Copy the records below word for word, every line of them, but leave the pictures out.
====================
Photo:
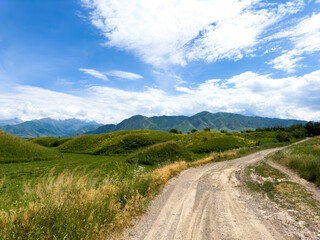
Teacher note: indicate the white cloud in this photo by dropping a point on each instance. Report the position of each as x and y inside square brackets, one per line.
[247, 93]
[124, 75]
[305, 37]
[94, 73]
[179, 31]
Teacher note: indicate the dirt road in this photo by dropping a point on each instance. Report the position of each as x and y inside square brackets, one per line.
[207, 203]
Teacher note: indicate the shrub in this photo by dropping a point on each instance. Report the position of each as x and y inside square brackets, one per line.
[162, 152]
[206, 129]
[50, 141]
[282, 136]
[173, 130]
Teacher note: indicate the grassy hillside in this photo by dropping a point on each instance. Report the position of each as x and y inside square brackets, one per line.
[13, 149]
[215, 121]
[303, 158]
[124, 142]
[159, 153]
[86, 196]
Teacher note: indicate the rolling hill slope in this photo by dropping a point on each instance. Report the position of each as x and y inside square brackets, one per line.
[14, 149]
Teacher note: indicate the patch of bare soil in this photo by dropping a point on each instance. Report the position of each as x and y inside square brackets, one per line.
[207, 202]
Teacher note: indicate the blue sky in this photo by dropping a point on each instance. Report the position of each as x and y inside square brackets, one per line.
[107, 60]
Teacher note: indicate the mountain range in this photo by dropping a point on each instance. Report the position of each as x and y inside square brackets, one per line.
[215, 121]
[13, 121]
[74, 127]
[50, 127]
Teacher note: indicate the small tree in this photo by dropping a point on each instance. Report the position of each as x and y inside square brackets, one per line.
[173, 130]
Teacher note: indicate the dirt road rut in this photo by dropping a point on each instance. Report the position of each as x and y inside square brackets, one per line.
[207, 203]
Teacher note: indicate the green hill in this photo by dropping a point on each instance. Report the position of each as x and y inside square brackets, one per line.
[215, 121]
[14, 149]
[129, 141]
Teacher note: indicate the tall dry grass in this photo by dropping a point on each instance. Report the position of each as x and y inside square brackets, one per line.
[72, 206]
[76, 206]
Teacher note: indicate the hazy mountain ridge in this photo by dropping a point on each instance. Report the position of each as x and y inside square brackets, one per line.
[214, 121]
[50, 127]
[13, 121]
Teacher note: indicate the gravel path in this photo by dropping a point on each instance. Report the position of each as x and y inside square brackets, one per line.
[207, 203]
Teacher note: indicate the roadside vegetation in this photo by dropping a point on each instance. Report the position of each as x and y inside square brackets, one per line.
[93, 186]
[303, 158]
[272, 183]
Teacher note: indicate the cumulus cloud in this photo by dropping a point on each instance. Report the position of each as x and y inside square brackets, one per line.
[305, 37]
[124, 75]
[94, 73]
[177, 32]
[246, 93]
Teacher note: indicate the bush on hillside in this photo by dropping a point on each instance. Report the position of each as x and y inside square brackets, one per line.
[162, 152]
[282, 136]
[128, 143]
[50, 141]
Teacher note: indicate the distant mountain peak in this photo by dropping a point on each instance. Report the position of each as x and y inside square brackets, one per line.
[215, 121]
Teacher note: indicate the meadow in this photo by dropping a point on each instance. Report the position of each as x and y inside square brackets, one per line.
[93, 186]
[303, 158]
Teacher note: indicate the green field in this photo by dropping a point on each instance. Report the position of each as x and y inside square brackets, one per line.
[90, 186]
[303, 158]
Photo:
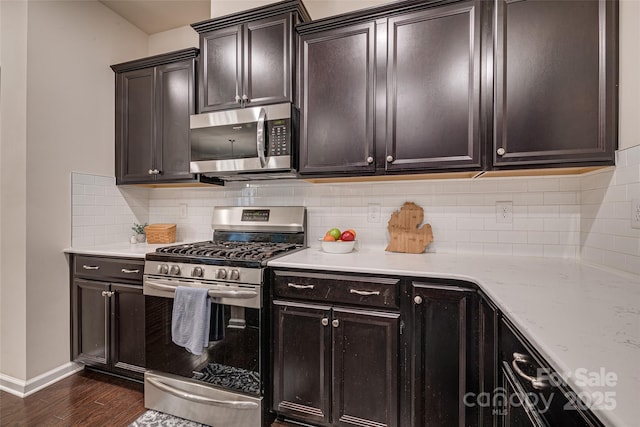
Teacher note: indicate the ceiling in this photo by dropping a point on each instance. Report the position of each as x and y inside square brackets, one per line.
[154, 16]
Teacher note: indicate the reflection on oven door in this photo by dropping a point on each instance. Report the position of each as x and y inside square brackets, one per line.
[197, 402]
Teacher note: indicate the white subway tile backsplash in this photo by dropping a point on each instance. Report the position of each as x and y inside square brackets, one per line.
[585, 217]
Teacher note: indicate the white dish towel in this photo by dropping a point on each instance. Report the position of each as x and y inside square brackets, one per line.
[190, 319]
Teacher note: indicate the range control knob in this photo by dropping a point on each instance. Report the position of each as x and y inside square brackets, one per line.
[197, 272]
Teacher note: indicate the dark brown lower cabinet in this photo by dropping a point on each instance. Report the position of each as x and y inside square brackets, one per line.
[443, 364]
[108, 326]
[335, 366]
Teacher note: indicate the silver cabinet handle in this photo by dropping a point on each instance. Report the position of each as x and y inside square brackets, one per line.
[365, 293]
[260, 136]
[296, 286]
[236, 404]
[537, 383]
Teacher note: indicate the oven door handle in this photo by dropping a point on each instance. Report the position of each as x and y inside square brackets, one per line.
[212, 292]
[236, 404]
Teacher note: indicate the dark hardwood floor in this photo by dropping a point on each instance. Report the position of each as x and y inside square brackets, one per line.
[87, 399]
[83, 399]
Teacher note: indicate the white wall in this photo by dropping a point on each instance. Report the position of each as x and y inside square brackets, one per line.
[629, 78]
[13, 157]
[57, 79]
[176, 39]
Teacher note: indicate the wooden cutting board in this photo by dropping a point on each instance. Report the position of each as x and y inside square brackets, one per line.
[405, 232]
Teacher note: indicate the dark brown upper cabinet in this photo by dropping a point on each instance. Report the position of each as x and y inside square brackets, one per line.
[154, 98]
[249, 58]
[555, 83]
[338, 100]
[394, 90]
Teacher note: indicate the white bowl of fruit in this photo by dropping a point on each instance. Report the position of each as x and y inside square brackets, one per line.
[338, 242]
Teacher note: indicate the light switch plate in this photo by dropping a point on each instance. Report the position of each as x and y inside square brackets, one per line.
[373, 212]
[504, 212]
[635, 213]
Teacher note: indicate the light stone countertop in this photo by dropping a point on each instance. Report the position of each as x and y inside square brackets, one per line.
[584, 320]
[127, 250]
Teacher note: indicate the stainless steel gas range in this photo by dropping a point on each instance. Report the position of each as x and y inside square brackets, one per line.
[225, 385]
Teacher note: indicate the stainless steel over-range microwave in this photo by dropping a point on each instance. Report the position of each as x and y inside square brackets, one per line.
[256, 142]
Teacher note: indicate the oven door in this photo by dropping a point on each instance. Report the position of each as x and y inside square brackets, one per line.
[225, 382]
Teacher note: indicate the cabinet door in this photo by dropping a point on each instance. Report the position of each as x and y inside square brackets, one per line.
[127, 329]
[433, 89]
[221, 68]
[302, 361]
[135, 126]
[267, 61]
[440, 364]
[337, 101]
[555, 82]
[174, 104]
[365, 368]
[90, 323]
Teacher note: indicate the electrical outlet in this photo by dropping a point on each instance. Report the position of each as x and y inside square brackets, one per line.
[635, 213]
[183, 210]
[373, 212]
[504, 212]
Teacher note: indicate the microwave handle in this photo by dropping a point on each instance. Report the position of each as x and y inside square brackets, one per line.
[260, 137]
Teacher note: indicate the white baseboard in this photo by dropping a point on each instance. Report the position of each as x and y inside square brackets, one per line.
[23, 388]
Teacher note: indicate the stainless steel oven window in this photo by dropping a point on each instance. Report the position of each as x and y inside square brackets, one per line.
[232, 361]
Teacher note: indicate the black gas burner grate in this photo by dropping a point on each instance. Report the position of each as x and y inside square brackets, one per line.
[254, 251]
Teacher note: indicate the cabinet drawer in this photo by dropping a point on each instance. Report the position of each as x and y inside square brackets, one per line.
[358, 290]
[109, 269]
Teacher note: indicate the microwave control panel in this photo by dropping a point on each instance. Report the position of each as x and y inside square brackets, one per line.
[279, 137]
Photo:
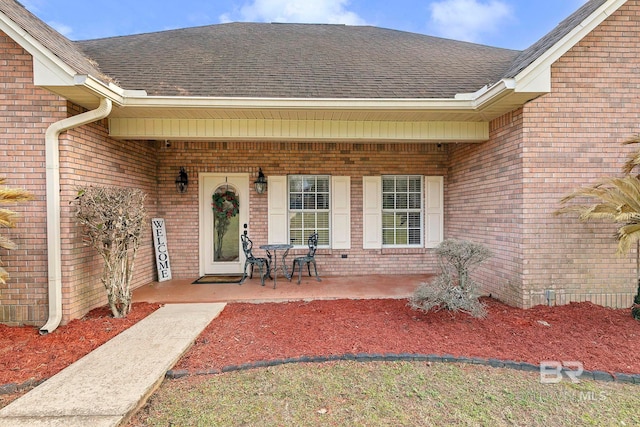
====================
Answer to this exercise:
Photo:
Teacher note: indicate the white cloud in this photo by dropping a point on each instance. Report the position of each as x and y inside square brackets, one per line.
[247, 93]
[124, 75]
[305, 37]
[94, 73]
[179, 31]
Teacher note: indicate the dirt road in this photo by dropping a point on each instance. Report the position of each as x and y inside square brackets, one per line.
[207, 203]
Teacher note: indicate the shrub in this photo by dropping a point on each instance. Report the position of each as x and y inside square brackets, one per line.
[162, 152]
[206, 129]
[50, 141]
[282, 136]
[173, 130]
Teacher note: indicate the grassy hillside in this photo by dropping a point on each instance. Report the position of each as x and y inside square brackets, one per line.
[13, 149]
[215, 121]
[303, 158]
[124, 142]
[159, 153]
[86, 196]
Teacher note: indicate the rolling hill slope in this photo by dropping a point on each instance. Report the position of each as x and y inside square brackets, one per line.
[14, 149]
Teacher note: indicate the patch of bare soil in this photo by dropping a point on each instance. Report the position of each as x and y inside square brackets, one per line.
[207, 202]
Teacher note: indicate the blue sky in this photo by dropping a point on each instance. Report the position of each as x and y inside square brackets, one per line.
[107, 60]
Teacher note: indicate the mountain range in this photo by dropping a point on each instance. Report the position of each as x and y inside square brackets, one per line.
[215, 121]
[13, 121]
[74, 127]
[50, 127]
Teacher note: indicate the small tree in this photo by dropping a point on each instance. Report the position of each as x and y inside square brackets, one per line.
[173, 130]
Teacher note: indicate the dirt road rut in this photo by dropping a point on each instance. Report the position of each as x and y inside square brackets, one per line.
[207, 203]
Teacher note: indicate the green hill in this photo by dropping a point on each instance. Report the position of each as x and y inside square brackets, one per line.
[215, 121]
[14, 149]
[129, 141]
Teacher note: indicate the tall dry grass in this photo by dropping a point on each instance. Report the position of each as x and y inside square brackets, one per line.
[72, 206]
[76, 206]
Teacher note: indicate the hazy mountain ridge in this photo by dropping a point on each instance. Report the position of each as x and y inside square brackets, one per line.
[214, 121]
[50, 127]
[13, 121]
Teacher note: indicate the gravel path in this photo by dropping a point on each instance. Report the position of each as x and y inside square brackets, one per line.
[207, 203]
Teacher note: indicate the roadside vegetation in this photo by dropping a point on each instance. Report the position of each as x and y inside square brackets, one per line.
[93, 186]
[303, 158]
[272, 183]
Teacher note: indicate the cumulus cloud in this photo by dropping a point on each instance. Report the position of each as x and y inside square brackets, one per line.
[305, 37]
[124, 75]
[94, 73]
[177, 32]
[246, 93]
Teacher note: indicate the bush on hillside in this photo by dropping a point on each instance. Report the position of each as x and y inside square brackets, one per line.
[162, 152]
[282, 136]
[128, 143]
[50, 141]
Teacher note: indicate the distant mountain peak in this photo by dropping a point on each instance. Report the position of each as x and y inside square brackets, one per line.
[215, 121]
Teacher note: indicate the meadow in this photo by dropping a point on each instance. Report the position of each as x and y inside square brackets, one per line.
[93, 186]
[303, 158]
Teacher note: indicate the green field in this photo by dropping a point on each instance. Report the position of each as x and y inside square brackets, one per line.
[90, 186]
[303, 158]
Photo:
Teacher note: indicate the ceiling in this photo by dropping a point on each instance. Report the position of each as x and y inside square brackets, one per line.
[154, 16]
Teacher note: indicate the reflection on oven door in this photo by dropping a point on each instance. Report the position of each as x and y inside square brackets, one per line.
[197, 402]
Teacher note: indicate the white subway tile backsplash in this photo by dropping a point on each instance. Report the position of each as x and y inside square brackets, one per line.
[585, 217]
Teacher note: indicate the white dish towel in this photo by dropping a point on each instance. Report the position of each as x and y inside square brackets, one per line.
[190, 319]
Teacher note: indicate the range control knob in this photo by dropping a point on each instance. Report the position of each as x and y inside square brackets, one per line.
[197, 272]
Teacher note: indicate the dark brown lower cabinet in this photo by dropping a point on each instance. Report the position of each as x and y inside square brackets, one per line.
[443, 364]
[108, 326]
[335, 366]
Teacher note: indicate the silver cabinet handle in this photo by dropping a point on each instance. Report the position of each as x and y inside square brackets, one per line.
[365, 293]
[260, 136]
[296, 286]
[236, 404]
[537, 383]
Teacher note: indicate the oven door handle in this photo by dropping a point on each instance. Report the position of each as x and y inside square brackets, one per line.
[212, 292]
[236, 404]
Teacher note: indicate the dark hardwood floor in this photo by dropping a point on each instance. Report the position of each as x and y inside square brackets, one per line.
[87, 399]
[83, 399]
Teacher note: indicate the white wall in this photo by dropping a point on each instance. Report the position of each as x and y inside square brackets, one per line.
[629, 78]
[13, 157]
[57, 79]
[176, 39]
Teacher note: indicate the wooden cutting board in this photo by dropping a point on each instance. Report the position of each as x and y inside square brackets, one per line.
[405, 232]
Teacher note: indicate the dark brown upper cabinet in this photo by dropping a point on each instance. Report the position of each as x and y inside square brackets, one per line.
[154, 98]
[249, 58]
[555, 83]
[338, 100]
[394, 90]
Teacher note: indicate the white bowl of fruit in this photo by dropping a point on each instance. Report the position of each as x and y inside square brackets, one per line.
[338, 242]
Teacher note: indicate the light switch plate in this photo by dropping a point on each instance. Report the position of each as x and y inside square brackets, one per line.
[373, 212]
[504, 212]
[635, 213]
Teacher note: indicate the light stone countertop in this photo by dropping a point on each instance. Report the position of each as x and y inside square brackets, one per line.
[584, 320]
[127, 250]
Teacher note: indicate the stainless steel gas range in this photo by dropping a point on each instance. Report the position of each as x and y inside square brackets, one per line.
[225, 385]
Teacher note: indicate the stainless steel over-range microwave in this photo by dropping a point on each instance. Report the position of each as x and y inside square brackets, one per line.
[256, 142]
Teacher note: indicate the oven door in this photo by dropping a point on each instance. Report the position of each as x and y inside square brackets, one per line.
[225, 382]
Teacher note: indicate the cabinet door in this photo by dropping a point on each instance. Report the position of each as x and y inside square brackets, one per line.
[127, 329]
[433, 89]
[221, 68]
[302, 361]
[135, 126]
[267, 61]
[440, 364]
[337, 101]
[555, 82]
[174, 104]
[365, 368]
[90, 323]
Teacher note: indicate the electrical outlet in this photo by dropping a point on each instance. Report the position of each as x and y inside square brackets, one per line.
[635, 213]
[183, 210]
[373, 212]
[504, 212]
Teacher note: indicate the microwave handle in this photo by dropping a point on each instance. Report the position of each as x and y inside square brackets, one per line.
[260, 137]
Teacher note: indicate the white baseboard in this photo by dropping a point on each instance. Report the position of each as x and y inside square brackets, one per line.
[23, 388]
Teacher note: indicate the stainless steel oven window in this photo by dropping a point on each instance. Report the position of each as x and y inside square brackets, one per line.
[232, 361]
Teacher note: indicate the black gas burner grate in this photo by dropping a point on each instance. Report the position of each as x and y inside square brackets, one per line.
[254, 251]
Teacher note: indicate the cabinet drawer in this photo by dropping a point on each instance. Report the position of each as x and y inside square brackets, one per line.
[358, 290]
[109, 269]
Teacher note: indicate the microwave control panel in this photo by dropping a point on each instance. Report the position of each as x and y inside square brackets, one per line.
[279, 137]
Photo:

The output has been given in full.